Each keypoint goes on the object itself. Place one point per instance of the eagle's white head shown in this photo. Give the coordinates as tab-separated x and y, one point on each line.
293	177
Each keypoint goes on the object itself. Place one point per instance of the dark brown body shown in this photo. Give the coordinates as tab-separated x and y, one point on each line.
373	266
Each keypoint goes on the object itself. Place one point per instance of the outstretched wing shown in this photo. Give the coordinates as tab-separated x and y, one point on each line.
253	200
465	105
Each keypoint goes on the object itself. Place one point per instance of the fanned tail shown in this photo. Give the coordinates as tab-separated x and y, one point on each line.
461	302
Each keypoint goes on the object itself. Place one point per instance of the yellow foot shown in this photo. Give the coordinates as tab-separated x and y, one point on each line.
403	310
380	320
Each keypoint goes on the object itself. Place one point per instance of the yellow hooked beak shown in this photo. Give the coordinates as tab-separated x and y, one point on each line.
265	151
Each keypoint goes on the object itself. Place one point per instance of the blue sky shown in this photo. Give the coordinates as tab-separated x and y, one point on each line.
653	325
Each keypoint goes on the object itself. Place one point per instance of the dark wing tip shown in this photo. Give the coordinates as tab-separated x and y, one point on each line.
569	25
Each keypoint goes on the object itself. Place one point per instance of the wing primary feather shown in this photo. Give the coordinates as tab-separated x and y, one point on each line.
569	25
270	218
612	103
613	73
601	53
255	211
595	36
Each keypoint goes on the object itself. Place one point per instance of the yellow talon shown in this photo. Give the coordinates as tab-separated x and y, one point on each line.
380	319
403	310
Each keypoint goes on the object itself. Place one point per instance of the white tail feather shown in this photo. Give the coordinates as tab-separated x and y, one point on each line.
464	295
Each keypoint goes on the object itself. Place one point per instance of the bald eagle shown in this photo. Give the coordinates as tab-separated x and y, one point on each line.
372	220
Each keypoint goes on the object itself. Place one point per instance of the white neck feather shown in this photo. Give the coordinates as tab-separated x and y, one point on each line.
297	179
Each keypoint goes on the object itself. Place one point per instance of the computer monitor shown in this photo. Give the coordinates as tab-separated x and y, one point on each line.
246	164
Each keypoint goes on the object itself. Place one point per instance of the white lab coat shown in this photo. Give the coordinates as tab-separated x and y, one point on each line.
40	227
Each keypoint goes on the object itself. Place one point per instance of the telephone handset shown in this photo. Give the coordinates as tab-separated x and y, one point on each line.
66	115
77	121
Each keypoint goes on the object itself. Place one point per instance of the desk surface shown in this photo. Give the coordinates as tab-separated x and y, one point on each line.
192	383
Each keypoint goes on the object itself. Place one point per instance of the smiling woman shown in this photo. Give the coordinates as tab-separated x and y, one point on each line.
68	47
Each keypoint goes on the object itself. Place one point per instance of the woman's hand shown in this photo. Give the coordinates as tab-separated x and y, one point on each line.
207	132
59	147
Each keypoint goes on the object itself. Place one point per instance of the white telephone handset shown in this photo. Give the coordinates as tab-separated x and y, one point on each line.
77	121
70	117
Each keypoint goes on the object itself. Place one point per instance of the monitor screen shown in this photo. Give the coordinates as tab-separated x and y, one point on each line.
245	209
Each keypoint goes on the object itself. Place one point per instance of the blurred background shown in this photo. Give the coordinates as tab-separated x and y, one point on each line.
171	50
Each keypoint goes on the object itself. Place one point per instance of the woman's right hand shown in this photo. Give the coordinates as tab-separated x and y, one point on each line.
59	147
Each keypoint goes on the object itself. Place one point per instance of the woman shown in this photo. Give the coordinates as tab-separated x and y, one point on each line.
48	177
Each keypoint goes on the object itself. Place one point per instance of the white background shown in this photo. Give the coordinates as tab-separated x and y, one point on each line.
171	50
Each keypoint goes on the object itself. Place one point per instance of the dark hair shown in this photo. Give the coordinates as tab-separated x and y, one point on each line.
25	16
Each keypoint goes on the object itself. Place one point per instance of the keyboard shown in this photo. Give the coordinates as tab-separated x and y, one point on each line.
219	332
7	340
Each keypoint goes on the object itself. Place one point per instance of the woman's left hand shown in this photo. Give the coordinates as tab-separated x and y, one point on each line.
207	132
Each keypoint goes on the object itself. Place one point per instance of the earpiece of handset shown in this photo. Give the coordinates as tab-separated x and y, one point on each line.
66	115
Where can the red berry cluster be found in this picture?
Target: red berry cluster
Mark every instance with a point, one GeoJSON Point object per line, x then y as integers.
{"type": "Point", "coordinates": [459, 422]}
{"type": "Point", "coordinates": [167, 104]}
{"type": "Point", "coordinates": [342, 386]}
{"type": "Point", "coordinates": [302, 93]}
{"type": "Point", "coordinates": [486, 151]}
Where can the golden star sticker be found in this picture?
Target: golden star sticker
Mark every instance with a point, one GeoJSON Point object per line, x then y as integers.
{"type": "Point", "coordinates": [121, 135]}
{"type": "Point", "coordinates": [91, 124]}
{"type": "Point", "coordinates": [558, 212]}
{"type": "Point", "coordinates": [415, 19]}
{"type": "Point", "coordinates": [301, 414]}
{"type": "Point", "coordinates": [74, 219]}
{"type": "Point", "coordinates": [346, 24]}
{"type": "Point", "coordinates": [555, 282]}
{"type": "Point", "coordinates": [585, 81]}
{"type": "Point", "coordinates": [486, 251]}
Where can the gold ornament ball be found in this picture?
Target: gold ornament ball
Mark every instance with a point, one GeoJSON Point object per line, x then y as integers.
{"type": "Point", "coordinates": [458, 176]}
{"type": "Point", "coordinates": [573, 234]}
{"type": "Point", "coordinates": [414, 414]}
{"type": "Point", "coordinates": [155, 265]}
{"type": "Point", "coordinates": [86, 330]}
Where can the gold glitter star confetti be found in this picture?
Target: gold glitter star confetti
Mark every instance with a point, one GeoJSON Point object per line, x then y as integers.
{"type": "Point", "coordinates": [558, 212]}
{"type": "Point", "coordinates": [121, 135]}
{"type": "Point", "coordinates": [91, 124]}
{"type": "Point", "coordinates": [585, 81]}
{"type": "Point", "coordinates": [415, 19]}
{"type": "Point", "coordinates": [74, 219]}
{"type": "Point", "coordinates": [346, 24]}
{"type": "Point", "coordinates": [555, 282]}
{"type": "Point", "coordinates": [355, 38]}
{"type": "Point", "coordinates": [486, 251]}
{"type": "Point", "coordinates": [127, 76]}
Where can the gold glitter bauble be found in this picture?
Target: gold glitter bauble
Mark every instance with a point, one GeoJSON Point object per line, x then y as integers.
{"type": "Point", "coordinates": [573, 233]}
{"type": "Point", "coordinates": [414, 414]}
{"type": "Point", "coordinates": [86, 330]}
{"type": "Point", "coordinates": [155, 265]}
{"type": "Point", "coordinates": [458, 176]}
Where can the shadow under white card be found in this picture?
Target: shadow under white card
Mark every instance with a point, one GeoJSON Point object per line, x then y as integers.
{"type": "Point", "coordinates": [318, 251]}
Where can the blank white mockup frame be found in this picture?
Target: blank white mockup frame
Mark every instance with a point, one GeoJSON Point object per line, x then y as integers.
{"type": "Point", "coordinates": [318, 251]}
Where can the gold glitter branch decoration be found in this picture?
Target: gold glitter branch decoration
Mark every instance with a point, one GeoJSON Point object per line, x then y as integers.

○ ○ ○ ○ ○

Your task is to give back every record exactly.

• ANSWER FOR THE TASK:
Each keypoint goes on the object itself. Place one point per instance of the eagle's white head shown in this photo. Give the coordinates as tab-separated x and y, one point on each line.
293	177
Each keypoint goes on the object itself. Place one point per instance of the dark brown body shown in this photo. Give the coordinates as tab-separated x and y, one point on each line.
373	266
Each keypoint goes on the object itself. Place one point per instance of the outstretched wing shown in this photo. Give the coordinates as tab-separated x and y, one point on each line.
253	200
465	105
Each keypoint goes on the object itself. Place one point per instance of the fanned tail shown in this photo. Give the coordinates as tab-separated x and y, one point on each line.
461	302
Each keypoint goes on the object itself. Place one point per instance of the yellow foot shown in this photo. Give the coordinates as tab-separated x and y, one point on each line.
403	310
380	320
Each keypoint goes on the object itself. Place one point per instance of the yellow hooked beak shown in this photo. Give the coordinates as tab-separated x and y, one point on each line.
265	151
Each keypoint goes on the object itself. Place one point per instance of the blue sky shown in this photo. Give the coordinates as tab-separated x and y, one point on each line.
653	325
Each keypoint goes on the object itself. Place one point per instance of the dark wing tip shown in this photo. Give the coordinates as tab-separated x and y, one point on each line.
569	25
Each keypoint goes on the object itself. Place one point per instance of the wing primary feather shown in this photo. Give the coordinates as tab-separated x and y, one point on each line.
569	25
270	218
612	103
613	73
601	53
255	211
595	36
Each keypoint goes on the object itself. Place one point per instance of the yellow talon shown in this photo. Give the coordinates as tab-separated x and y, one point on each line.
380	319
403	310
Each keypoint goes on the object itself. Place one point per instance of the white tail feather shown in this photo. Give the coordinates as tab-separated x and y, one point on each line.
464	295
Each keypoint goes on the object itself. Place one point per instance of the bald eagle shown in this photo. Give the coordinates as tab-separated x and y, one point on each line.
372	220
Each keypoint goes on the object itself. Place one point per instance of the white neck feather shown in this photo. Give the coordinates as tab-separated x and y, one point on each line.
297	179
Each keypoint goes on the object itself. Place one point per instance of the computer monitor shown in this photo. Give the coordinates as tab-separated x and y, one point on each line.
246	164
Each keypoint goes on the object itself. Place one point per instance of the white lab coat shown in this photo. Give the coordinates as tab-separated x and y, one point on each line.
40	227
Each keypoint goes on the object itself. Place one point per instance of the telephone handset shown in this photo. Give the coordinates as tab-separated x and y, one point on each line.
66	115
77	121
Each keypoint goes on the object itself. Place one point per instance of the desk surface shown in this photo. Give the coordinates as tab-separated x and y, one point on each line.
192	383
Each keypoint goes on the object itself. Place one point per instance of the smiling woman shown in this photo. Give the coordinates as tab-separated x and y, one point on each line.
68	47
Each keypoint goes on the object itself. Place one point per instance of the woman's hand shown in this photo. Give the coordinates as tab-separated x and y, one point on each line.
207	132
59	147
Each keypoint goes on the object itself. Place one point per instance of the white telephone handset shown in this photo. Give the coordinates as tab-separated x and y, one point on each line.
77	121
70	117
Each keypoint goes on the object itself. Place one point per instance of the monitor screen shown in this photo. Give the coordinates as tab-separated x and y, one point on each line.
245	209
Each keypoint goes on the object itself. Place one point per instance of the blurred background shown in this photo. Give the coordinates as tab-separated x and y, one point on each line.
171	50
Each keypoint goes on the object itself. Place one point per instance of the woman's right hand shown in this photo. Give the coordinates as tab-separated x and y, one point on each line.
59	147
Each keypoint goes on the object itself. Place one point per instance of the woman shown in this photo. Give the coordinates as tab-separated x and y, one point on each line.
48	177
Each keypoint goes on the object itself. Place one point per instance of the white background shown in this photo. Give the coordinates as tab-separated x and y, one point on each line.
171	50
Each keypoint goes on the object itself. Place one point per instance of the dark hair shown in this photo. Give the coordinates as tab-separated x and y, one point on each line.
25	16
Each keypoint goes on the object itself. Place one point per instance of the keyboard shown in this photo. Give the coordinates as tab-separated x and y, one point on each line.
219	332
7	340
Each keypoint goes on the object itself. Place one point per instance of the woman's left hand shown in this photo. Give the coordinates as tab-separated x and y, one point on each line.
207	132
Each keypoint goes on the object itself. Place one point per instance of the earpiece of handset shown in this photo. Give the coordinates as tab-separated x and y, one point on each line.
66	115
Where can the red berry cluster be found in this picture?
Target: red berry cluster
Mark every instance with a point, one GeoJSON Point object per line, x then y as integers.
{"type": "Point", "coordinates": [459, 422]}
{"type": "Point", "coordinates": [167, 104]}
{"type": "Point", "coordinates": [342, 386]}
{"type": "Point", "coordinates": [302, 93]}
{"type": "Point", "coordinates": [486, 151]}
Where can the golden star sticker be found in this picture?
Target: golden star sticker
Mark every instance with a point, one GeoJSON Point object per line, x then y as integers.
{"type": "Point", "coordinates": [121, 135]}
{"type": "Point", "coordinates": [91, 124]}
{"type": "Point", "coordinates": [558, 212]}
{"type": "Point", "coordinates": [415, 19]}
{"type": "Point", "coordinates": [301, 414]}
{"type": "Point", "coordinates": [74, 219]}
{"type": "Point", "coordinates": [346, 24]}
{"type": "Point", "coordinates": [555, 282]}
{"type": "Point", "coordinates": [585, 81]}
{"type": "Point", "coordinates": [486, 251]}
Where can the gold ornament ball be found in this picture?
Target: gold ornament ball
Mark every instance with a point, one GeoJSON Point object per line, x then y as integers.
{"type": "Point", "coordinates": [458, 176]}
{"type": "Point", "coordinates": [573, 234]}
{"type": "Point", "coordinates": [414, 414]}
{"type": "Point", "coordinates": [155, 265]}
{"type": "Point", "coordinates": [86, 330]}
Where can the gold glitter star confetti be found in this picture?
Target: gold glitter star confetti
Mark every instance with a point, one GeoJSON Point object per line, x then y as integers.
{"type": "Point", "coordinates": [558, 212]}
{"type": "Point", "coordinates": [121, 135]}
{"type": "Point", "coordinates": [91, 124]}
{"type": "Point", "coordinates": [585, 81]}
{"type": "Point", "coordinates": [415, 19]}
{"type": "Point", "coordinates": [74, 219]}
{"type": "Point", "coordinates": [346, 24]}
{"type": "Point", "coordinates": [555, 282]}
{"type": "Point", "coordinates": [355, 38]}
{"type": "Point", "coordinates": [486, 251]}
{"type": "Point", "coordinates": [127, 76]}
Where can the gold glitter bauble be found in this picture?
Target: gold glitter bauble
Mark every instance with a point, one GeoJSON Point object per line, x then y as integers.
{"type": "Point", "coordinates": [573, 233]}
{"type": "Point", "coordinates": [414, 414]}
{"type": "Point", "coordinates": [86, 330]}
{"type": "Point", "coordinates": [155, 265]}
{"type": "Point", "coordinates": [458, 176]}
Where can the shadow under white card be found in this picture?
Target: shadow under white card
Mark every instance with a point, one GeoJSON Point object per line, x then y as integers.
{"type": "Point", "coordinates": [318, 251]}
Where can the blank white mockup frame be found in this picture?
Target: blank white mockup frame
Mark every instance with a point, one GeoJSON Point object per line, x then y as integers.
{"type": "Point", "coordinates": [318, 251]}
Where can the gold glitter branch decoration be found in this picture?
Target: gold glitter branch decoration
Mark every instance with a point, one GeoJSON Point object per line, x then y as integers.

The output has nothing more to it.